Exercise objective: Copy the records from the line containing "Find the thin" through the end, including the request lines, and offset each x and y coordinate in the answers by -48. Keep the request and its sample format lines unchanged.

==========

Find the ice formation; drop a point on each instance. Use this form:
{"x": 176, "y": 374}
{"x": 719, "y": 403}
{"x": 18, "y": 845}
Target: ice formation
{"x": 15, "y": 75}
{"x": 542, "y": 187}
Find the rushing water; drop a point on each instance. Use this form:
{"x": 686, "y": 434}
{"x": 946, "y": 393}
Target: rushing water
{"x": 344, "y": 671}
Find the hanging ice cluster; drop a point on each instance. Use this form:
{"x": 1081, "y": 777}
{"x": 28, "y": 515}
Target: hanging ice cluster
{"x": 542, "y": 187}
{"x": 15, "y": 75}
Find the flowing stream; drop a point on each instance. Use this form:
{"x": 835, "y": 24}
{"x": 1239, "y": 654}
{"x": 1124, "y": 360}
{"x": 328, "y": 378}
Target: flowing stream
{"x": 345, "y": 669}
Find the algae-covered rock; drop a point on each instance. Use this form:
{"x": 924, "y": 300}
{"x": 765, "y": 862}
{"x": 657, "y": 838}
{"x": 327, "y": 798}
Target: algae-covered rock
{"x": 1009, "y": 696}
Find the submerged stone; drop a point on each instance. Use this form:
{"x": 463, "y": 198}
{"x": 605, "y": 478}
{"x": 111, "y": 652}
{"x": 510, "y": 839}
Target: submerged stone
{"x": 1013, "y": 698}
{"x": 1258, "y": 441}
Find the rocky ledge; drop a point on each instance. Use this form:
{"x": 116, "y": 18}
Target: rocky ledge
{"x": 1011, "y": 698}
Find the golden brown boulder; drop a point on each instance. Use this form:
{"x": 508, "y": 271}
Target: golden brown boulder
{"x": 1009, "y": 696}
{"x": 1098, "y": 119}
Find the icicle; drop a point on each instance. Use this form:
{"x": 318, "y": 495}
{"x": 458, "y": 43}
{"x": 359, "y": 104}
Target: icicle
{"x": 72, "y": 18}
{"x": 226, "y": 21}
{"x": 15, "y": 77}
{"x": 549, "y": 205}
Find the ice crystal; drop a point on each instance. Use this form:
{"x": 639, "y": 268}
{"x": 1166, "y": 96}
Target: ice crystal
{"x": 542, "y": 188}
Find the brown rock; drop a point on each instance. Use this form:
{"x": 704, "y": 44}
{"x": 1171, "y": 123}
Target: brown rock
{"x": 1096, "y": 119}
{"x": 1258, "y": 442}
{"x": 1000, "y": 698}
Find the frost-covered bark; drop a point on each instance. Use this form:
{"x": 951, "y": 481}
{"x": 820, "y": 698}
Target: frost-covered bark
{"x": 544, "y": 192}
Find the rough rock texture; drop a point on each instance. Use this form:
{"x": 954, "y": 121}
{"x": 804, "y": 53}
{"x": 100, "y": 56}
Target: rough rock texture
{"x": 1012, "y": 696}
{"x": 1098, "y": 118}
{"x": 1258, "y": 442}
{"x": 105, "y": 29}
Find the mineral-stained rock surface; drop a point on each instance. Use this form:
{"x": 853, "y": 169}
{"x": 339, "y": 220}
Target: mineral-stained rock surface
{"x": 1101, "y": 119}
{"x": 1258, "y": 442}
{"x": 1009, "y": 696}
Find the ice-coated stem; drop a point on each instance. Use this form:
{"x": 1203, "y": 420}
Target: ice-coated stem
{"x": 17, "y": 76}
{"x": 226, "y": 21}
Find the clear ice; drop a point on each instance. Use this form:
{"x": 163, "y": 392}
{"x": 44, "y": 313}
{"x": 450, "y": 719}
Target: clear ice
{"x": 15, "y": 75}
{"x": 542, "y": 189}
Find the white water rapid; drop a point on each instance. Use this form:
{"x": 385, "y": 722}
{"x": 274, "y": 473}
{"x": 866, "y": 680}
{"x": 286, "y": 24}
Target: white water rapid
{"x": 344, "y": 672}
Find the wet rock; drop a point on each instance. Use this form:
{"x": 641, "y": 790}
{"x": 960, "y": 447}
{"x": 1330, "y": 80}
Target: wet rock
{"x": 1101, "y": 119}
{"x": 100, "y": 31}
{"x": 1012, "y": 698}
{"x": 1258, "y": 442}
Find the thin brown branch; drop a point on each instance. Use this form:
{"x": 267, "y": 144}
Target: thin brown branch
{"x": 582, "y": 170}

==========

Result of this exercise:
Find the thin brown branch; drop a point on each instance. Use this form:
{"x": 267, "y": 144}
Target: thin brown branch
{"x": 534, "y": 122}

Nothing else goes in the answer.